WORK TASK:
Scan the records below for the word "cloud". Copy each line where it appears.

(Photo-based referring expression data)
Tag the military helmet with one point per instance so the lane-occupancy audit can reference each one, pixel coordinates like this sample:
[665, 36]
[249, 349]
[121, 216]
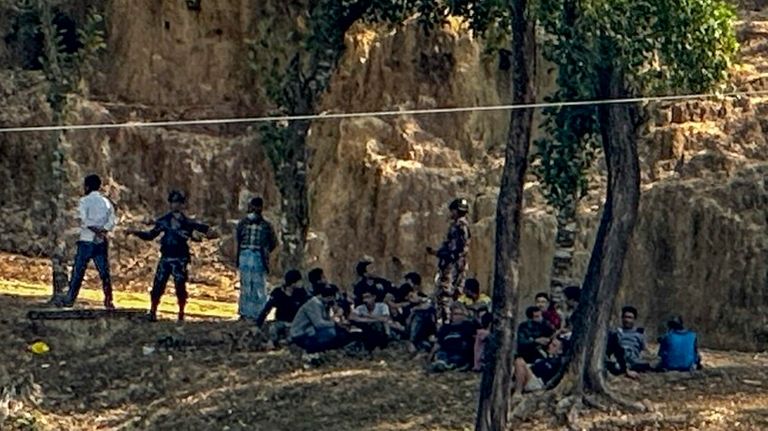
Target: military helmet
[176, 196]
[459, 204]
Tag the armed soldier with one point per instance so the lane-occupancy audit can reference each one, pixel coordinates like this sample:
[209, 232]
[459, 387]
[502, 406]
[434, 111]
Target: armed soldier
[452, 254]
[177, 230]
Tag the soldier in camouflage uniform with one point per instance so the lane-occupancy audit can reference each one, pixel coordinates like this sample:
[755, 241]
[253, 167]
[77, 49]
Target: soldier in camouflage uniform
[452, 254]
[177, 230]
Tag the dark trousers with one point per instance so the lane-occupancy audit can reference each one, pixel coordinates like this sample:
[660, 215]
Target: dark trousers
[87, 251]
[374, 335]
[422, 327]
[323, 339]
[167, 267]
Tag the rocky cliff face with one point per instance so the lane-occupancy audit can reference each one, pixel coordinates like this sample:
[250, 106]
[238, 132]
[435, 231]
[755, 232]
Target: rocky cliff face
[380, 185]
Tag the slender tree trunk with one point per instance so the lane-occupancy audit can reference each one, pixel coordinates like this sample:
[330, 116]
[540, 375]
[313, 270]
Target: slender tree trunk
[57, 219]
[562, 262]
[604, 273]
[292, 182]
[57, 101]
[496, 388]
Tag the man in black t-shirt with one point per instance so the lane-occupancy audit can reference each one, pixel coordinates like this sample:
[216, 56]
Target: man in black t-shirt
[533, 335]
[538, 375]
[286, 300]
[369, 283]
[455, 341]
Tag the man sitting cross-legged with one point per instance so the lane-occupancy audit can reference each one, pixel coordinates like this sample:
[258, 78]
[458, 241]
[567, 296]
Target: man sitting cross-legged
[313, 329]
[538, 375]
[533, 335]
[286, 300]
[455, 341]
[374, 319]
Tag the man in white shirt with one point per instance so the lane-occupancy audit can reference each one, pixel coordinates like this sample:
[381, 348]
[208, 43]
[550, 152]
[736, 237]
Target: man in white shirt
[97, 219]
[374, 320]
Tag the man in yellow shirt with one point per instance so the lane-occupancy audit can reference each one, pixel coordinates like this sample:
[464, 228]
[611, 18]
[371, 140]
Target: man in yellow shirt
[478, 303]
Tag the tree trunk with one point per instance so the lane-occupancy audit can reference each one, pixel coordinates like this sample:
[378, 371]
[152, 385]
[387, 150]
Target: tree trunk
[57, 101]
[294, 204]
[603, 278]
[57, 220]
[562, 262]
[496, 388]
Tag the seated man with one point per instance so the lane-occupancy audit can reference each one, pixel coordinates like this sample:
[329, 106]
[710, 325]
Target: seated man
[572, 296]
[316, 277]
[631, 340]
[373, 318]
[286, 300]
[477, 303]
[540, 374]
[421, 323]
[547, 307]
[397, 300]
[455, 341]
[368, 282]
[678, 348]
[533, 336]
[313, 329]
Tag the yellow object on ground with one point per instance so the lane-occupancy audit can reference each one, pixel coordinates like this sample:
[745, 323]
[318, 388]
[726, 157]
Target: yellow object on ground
[39, 348]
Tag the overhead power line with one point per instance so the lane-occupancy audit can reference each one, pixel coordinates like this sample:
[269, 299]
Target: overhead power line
[392, 113]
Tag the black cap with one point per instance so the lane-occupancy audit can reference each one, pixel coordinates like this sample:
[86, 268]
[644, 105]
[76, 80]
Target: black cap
[176, 196]
[459, 204]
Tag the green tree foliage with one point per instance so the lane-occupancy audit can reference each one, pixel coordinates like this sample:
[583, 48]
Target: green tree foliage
[661, 47]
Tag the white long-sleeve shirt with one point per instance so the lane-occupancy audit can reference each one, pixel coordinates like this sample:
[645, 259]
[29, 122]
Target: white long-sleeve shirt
[95, 211]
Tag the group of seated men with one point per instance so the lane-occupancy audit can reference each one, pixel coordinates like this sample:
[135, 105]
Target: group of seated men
[545, 336]
[376, 312]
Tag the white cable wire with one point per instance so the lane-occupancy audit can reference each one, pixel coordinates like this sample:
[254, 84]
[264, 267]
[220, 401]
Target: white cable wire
[432, 111]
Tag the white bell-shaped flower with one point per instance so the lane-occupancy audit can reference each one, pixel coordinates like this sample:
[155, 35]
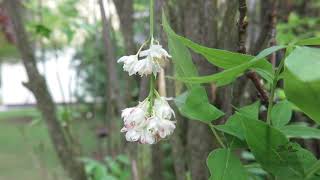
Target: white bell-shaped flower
[161, 127]
[129, 63]
[156, 52]
[162, 108]
[135, 116]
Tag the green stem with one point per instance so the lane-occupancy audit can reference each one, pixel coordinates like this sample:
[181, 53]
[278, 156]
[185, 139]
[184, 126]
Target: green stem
[151, 19]
[151, 92]
[273, 89]
[217, 135]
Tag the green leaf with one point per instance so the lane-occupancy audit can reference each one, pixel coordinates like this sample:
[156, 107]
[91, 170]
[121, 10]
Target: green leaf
[227, 76]
[272, 149]
[223, 165]
[302, 80]
[309, 42]
[281, 114]
[251, 111]
[42, 30]
[225, 59]
[195, 105]
[233, 126]
[220, 58]
[300, 131]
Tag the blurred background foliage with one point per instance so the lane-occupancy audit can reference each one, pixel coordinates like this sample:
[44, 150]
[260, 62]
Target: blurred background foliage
[76, 24]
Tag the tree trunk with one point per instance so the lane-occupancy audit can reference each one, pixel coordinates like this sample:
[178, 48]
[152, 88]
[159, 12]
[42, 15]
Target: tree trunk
[37, 85]
[112, 81]
[125, 13]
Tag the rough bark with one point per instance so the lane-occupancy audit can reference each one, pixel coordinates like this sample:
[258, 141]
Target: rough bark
[37, 85]
[125, 14]
[111, 61]
[112, 81]
[178, 139]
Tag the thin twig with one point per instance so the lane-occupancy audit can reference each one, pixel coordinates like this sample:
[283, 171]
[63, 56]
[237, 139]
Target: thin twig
[242, 34]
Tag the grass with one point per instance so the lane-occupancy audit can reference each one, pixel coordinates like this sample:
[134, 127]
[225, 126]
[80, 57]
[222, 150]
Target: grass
[26, 151]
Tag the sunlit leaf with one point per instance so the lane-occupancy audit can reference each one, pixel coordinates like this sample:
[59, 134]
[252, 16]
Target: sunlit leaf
[302, 80]
[300, 131]
[224, 165]
[281, 113]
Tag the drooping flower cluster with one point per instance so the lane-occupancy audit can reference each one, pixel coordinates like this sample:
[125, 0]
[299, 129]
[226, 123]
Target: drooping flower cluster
[147, 127]
[149, 121]
[151, 61]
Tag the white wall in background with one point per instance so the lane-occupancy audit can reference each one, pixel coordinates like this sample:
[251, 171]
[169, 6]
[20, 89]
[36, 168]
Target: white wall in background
[12, 75]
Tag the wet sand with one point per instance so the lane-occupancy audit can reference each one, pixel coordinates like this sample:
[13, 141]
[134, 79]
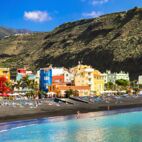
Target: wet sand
[8, 113]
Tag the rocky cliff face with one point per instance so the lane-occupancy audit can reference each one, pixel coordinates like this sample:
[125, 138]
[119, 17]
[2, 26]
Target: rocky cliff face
[111, 41]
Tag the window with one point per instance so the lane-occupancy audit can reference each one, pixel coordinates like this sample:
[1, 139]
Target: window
[46, 78]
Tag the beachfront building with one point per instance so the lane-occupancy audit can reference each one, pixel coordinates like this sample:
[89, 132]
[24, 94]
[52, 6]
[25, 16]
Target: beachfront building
[60, 90]
[58, 79]
[98, 82]
[140, 79]
[83, 76]
[86, 76]
[45, 78]
[112, 77]
[5, 72]
[63, 73]
[22, 72]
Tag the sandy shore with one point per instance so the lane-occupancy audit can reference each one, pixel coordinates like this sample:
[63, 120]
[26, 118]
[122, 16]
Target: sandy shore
[16, 113]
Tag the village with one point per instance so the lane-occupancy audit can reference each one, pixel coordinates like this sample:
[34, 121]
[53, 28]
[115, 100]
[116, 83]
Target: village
[81, 80]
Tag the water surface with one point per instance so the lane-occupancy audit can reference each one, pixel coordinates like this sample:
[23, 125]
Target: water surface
[125, 127]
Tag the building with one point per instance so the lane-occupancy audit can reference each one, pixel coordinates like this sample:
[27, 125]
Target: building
[22, 72]
[60, 90]
[98, 82]
[58, 79]
[140, 79]
[83, 76]
[57, 71]
[45, 78]
[5, 72]
[112, 77]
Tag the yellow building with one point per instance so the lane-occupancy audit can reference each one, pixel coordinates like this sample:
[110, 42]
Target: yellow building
[98, 82]
[5, 72]
[86, 76]
[83, 76]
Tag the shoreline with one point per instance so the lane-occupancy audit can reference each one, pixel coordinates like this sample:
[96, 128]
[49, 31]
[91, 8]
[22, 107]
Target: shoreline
[21, 114]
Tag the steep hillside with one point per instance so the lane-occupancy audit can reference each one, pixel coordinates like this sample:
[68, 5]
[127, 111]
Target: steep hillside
[112, 41]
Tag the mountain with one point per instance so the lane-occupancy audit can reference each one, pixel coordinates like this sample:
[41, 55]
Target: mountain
[112, 41]
[5, 32]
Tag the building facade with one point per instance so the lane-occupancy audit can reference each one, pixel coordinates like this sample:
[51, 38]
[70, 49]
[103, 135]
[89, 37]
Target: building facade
[112, 77]
[5, 72]
[86, 76]
[98, 82]
[45, 78]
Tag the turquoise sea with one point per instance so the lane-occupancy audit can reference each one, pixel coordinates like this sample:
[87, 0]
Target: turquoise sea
[124, 127]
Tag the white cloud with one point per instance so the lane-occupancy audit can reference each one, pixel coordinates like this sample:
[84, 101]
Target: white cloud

PROBLEM SOLUTION:
Tag the white cloud with one point per instance so the lane-occupancy audit can reference each one, pixel coordinates like this sample:
Target: white cloud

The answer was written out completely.